Supplied passage:
# Dimples in New Hardwood Installation



## tommy99 (Dec 23, 2011)

I hired an experienced hardwood installer to put in 525 s.f. of 1/2 in. x 3 in. pre-finished Brazilian cherry light (moabi) in 2 upstairs bedrooms. 

When the installer came to measure, he took a piece of the wood with him saying he needed to test his staplers/nailers/fasteners on the wood before starting the work. 

When he came to do the installation, he said he had not had a chance to do any testing but he would figure it out. 

Well, the floor is now installed and the entire surface is covered with dimples. Everywhere a fastener was put in there is a bump. The bumps are not raised enough to be felt, but are VERY visible in bright light. Both rooms have large windows and get a lot of sun. 

When I informed the installer about the dimples (I wasn't there when he finished) he got angry at me and said he wasn't coming back. 

I believe a new installation COMPLETELY covered with dimpling is defective and unacceptable workmanship.

Do any pros have any advice on how this floor should be repaired?
Also, how I should deal with the installer?

Appreciated.


----------



## oh'mike (Sep 18, 2009)

Do you have a picture or two?

What caused the 'dimples' and where are they exactly on the board?

(Image location labeling entries)

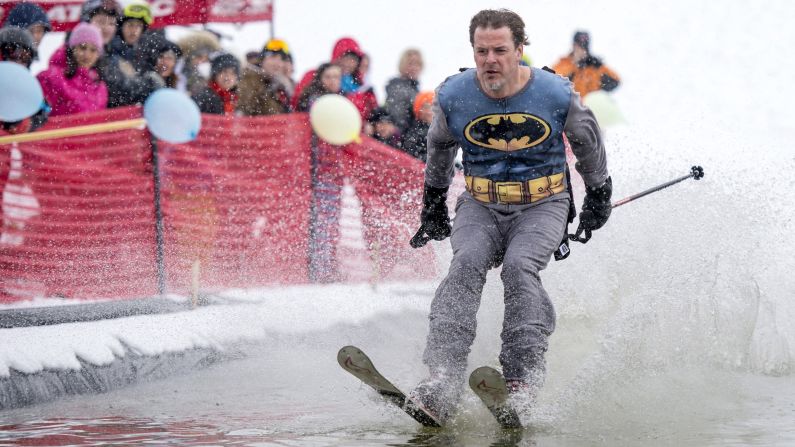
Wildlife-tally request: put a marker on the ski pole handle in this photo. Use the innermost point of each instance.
(696, 172)
(420, 238)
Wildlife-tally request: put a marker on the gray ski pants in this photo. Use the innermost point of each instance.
(523, 237)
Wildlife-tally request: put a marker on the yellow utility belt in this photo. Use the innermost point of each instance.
(515, 193)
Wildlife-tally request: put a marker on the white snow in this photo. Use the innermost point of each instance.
(251, 315)
(706, 266)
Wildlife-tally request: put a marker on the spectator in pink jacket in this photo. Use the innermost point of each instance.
(76, 87)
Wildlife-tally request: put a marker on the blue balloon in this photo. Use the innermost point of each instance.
(21, 94)
(172, 116)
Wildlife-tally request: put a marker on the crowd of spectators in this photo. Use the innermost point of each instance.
(112, 59)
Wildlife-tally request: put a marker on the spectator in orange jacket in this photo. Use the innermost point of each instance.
(586, 71)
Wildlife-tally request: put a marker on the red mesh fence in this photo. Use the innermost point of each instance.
(236, 201)
(237, 205)
(77, 214)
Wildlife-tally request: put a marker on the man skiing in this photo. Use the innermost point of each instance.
(509, 120)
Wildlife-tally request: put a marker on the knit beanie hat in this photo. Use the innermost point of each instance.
(85, 33)
(583, 39)
(420, 100)
(223, 61)
(13, 38)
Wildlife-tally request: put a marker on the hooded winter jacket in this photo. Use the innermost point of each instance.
(84, 92)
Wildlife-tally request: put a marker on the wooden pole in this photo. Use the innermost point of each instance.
(74, 131)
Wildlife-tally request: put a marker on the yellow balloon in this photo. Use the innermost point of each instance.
(335, 119)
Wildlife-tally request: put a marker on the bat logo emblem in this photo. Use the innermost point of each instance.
(507, 132)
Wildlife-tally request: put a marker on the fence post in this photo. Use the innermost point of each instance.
(159, 238)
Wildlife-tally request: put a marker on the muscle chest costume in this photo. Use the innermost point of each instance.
(513, 149)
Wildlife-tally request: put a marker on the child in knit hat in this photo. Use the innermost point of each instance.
(220, 95)
(76, 87)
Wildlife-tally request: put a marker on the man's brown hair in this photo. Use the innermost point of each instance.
(497, 18)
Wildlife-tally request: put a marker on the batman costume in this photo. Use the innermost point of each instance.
(514, 213)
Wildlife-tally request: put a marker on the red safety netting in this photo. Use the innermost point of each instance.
(77, 214)
(236, 203)
(388, 184)
(65, 14)
(237, 206)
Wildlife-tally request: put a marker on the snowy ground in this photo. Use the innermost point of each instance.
(675, 321)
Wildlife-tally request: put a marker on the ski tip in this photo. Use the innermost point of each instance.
(346, 352)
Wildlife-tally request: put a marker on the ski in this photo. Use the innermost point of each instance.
(356, 362)
(489, 385)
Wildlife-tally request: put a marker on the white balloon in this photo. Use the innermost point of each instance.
(335, 119)
(172, 116)
(20, 93)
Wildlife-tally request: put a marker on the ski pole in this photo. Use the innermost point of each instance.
(696, 172)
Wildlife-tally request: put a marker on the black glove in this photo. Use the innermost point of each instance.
(435, 221)
(596, 206)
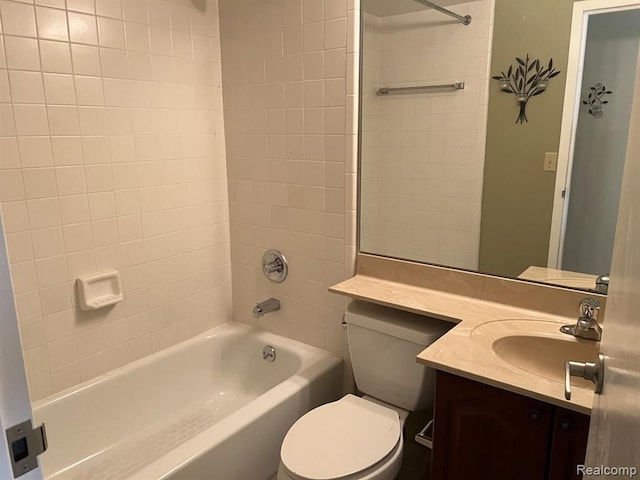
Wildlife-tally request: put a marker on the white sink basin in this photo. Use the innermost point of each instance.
(537, 347)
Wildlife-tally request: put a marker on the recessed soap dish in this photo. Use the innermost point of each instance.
(99, 290)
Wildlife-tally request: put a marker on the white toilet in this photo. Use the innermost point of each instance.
(358, 438)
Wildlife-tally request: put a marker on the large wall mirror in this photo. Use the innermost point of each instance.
(451, 171)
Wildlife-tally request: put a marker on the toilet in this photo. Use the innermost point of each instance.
(360, 438)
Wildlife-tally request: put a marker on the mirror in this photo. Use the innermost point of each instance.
(455, 177)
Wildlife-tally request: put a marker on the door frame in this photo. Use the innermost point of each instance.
(582, 10)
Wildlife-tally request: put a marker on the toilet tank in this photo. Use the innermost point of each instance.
(383, 345)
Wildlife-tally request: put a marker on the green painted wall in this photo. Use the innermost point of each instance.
(517, 198)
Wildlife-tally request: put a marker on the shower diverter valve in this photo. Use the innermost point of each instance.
(99, 290)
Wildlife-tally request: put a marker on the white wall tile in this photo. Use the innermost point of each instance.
(96, 125)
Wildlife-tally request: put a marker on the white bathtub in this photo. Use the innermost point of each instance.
(208, 408)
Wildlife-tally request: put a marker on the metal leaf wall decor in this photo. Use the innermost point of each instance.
(526, 79)
(595, 99)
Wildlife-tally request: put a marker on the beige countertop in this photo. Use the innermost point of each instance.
(466, 350)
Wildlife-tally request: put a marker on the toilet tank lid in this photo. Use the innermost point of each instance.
(408, 326)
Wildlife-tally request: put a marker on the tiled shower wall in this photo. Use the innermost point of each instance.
(112, 156)
(424, 154)
(289, 85)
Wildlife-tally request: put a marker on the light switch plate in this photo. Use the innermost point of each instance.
(550, 161)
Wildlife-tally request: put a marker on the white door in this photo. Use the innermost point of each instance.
(614, 435)
(15, 406)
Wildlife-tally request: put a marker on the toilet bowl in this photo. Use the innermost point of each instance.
(351, 439)
(358, 438)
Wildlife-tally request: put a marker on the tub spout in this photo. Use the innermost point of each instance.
(268, 306)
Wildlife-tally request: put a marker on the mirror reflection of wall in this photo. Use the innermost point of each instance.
(431, 192)
(423, 153)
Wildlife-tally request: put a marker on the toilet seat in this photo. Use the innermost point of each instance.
(338, 440)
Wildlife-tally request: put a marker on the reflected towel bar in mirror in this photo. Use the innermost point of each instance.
(420, 88)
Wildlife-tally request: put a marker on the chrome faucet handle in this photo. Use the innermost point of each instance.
(593, 371)
(589, 308)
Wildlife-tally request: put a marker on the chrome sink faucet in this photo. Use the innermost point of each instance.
(268, 306)
(587, 325)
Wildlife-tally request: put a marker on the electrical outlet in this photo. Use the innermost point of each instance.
(550, 161)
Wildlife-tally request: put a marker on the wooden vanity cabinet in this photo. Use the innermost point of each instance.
(483, 432)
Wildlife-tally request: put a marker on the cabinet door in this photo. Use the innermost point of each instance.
(482, 432)
(568, 444)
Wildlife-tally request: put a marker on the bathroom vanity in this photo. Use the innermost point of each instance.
(500, 409)
(486, 432)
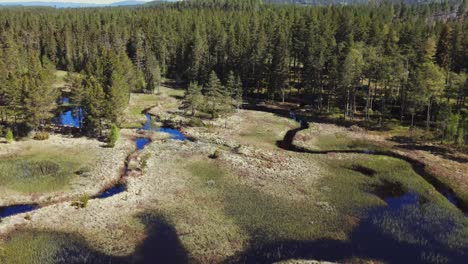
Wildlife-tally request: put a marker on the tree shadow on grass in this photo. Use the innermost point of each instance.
(161, 245)
(368, 242)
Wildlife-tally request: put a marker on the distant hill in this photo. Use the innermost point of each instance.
(71, 4)
(327, 2)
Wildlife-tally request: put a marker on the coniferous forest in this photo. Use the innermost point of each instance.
(380, 63)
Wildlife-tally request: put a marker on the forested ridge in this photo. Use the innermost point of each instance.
(382, 62)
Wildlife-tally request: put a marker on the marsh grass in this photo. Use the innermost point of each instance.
(339, 141)
(27, 247)
(44, 170)
(267, 218)
(264, 129)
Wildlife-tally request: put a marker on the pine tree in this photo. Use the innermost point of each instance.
(193, 97)
(216, 95)
(9, 136)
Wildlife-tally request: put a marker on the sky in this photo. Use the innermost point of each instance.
(70, 1)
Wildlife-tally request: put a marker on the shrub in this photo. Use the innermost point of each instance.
(82, 201)
(195, 122)
(9, 136)
(113, 135)
(216, 154)
(41, 136)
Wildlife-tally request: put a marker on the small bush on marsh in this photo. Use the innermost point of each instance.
(9, 136)
(41, 136)
(82, 201)
(216, 154)
(113, 135)
(195, 122)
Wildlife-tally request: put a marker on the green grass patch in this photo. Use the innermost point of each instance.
(339, 141)
(206, 170)
(26, 247)
(266, 218)
(47, 170)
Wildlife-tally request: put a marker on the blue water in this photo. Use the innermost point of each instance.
(70, 118)
(16, 209)
(112, 191)
(175, 134)
(141, 143)
(64, 100)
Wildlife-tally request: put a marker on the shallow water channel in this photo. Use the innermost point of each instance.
(410, 228)
(70, 119)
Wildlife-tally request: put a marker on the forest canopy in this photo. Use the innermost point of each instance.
(384, 61)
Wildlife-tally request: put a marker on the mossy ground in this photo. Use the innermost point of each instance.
(218, 212)
(44, 169)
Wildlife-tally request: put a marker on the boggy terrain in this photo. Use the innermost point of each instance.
(233, 194)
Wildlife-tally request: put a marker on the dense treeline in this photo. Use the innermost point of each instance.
(384, 62)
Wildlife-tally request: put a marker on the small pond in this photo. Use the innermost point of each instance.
(69, 116)
(16, 209)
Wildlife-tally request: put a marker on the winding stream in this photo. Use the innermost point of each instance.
(68, 118)
(409, 229)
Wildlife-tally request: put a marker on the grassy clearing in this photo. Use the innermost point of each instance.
(263, 129)
(340, 142)
(342, 208)
(27, 247)
(42, 170)
(266, 218)
(138, 103)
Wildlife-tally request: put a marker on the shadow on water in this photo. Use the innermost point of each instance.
(161, 245)
(367, 241)
(409, 229)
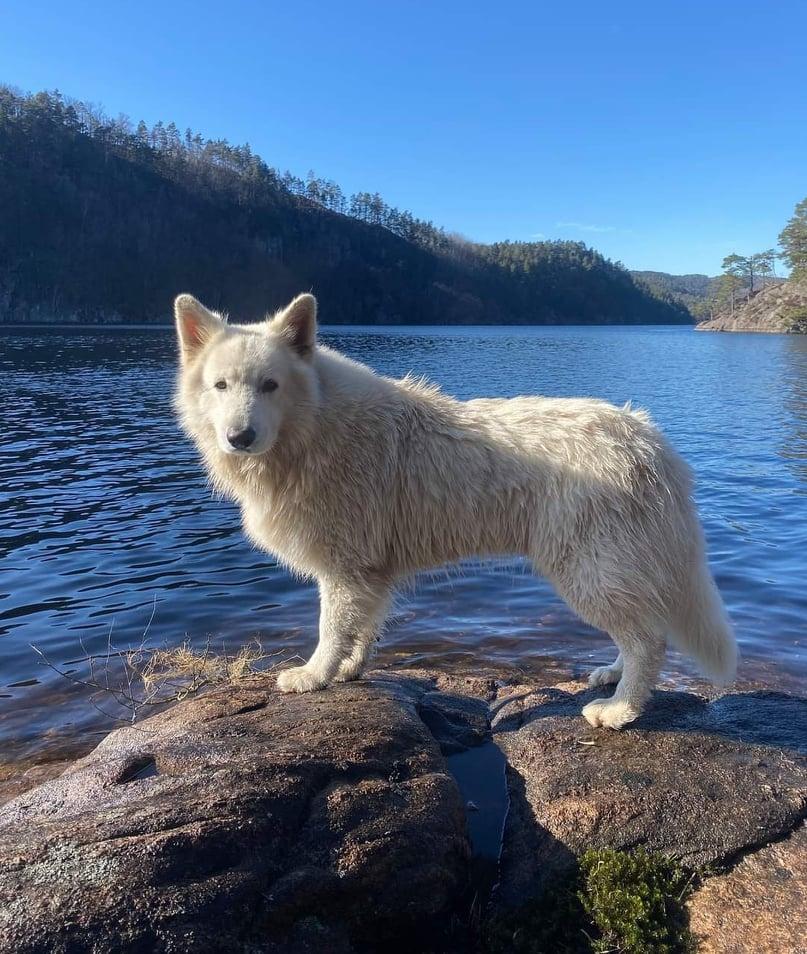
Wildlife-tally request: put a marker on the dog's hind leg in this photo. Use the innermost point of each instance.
(350, 614)
(363, 644)
(607, 675)
(642, 656)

Exercise requirements:
a) Answer these questions about the hardwood dimples thread:
(i) How many square feet of flooring were installed?
(ii) Why did the installer take a piece of the wood with him when he came to measure?
(iii) What does the reply first ask the poster for?
b) From the hardwood dimples thread, extract the passage that begins at the words "When the installer" and stops after "figure it out.".

Answers below:
a)
(i) 525 square feet.
(ii) To test his staplers/nailers/fasteners on the wood before starting the work.
(iii) A picture or two.

b)
When the installer came to measure, he took a piece of the wood with him saying he needed to test his staplers/nailers/fasteners on the wood before starting the work. 

When he came to do the installation, he said he had not had a chance to do any testing but he would figure it out.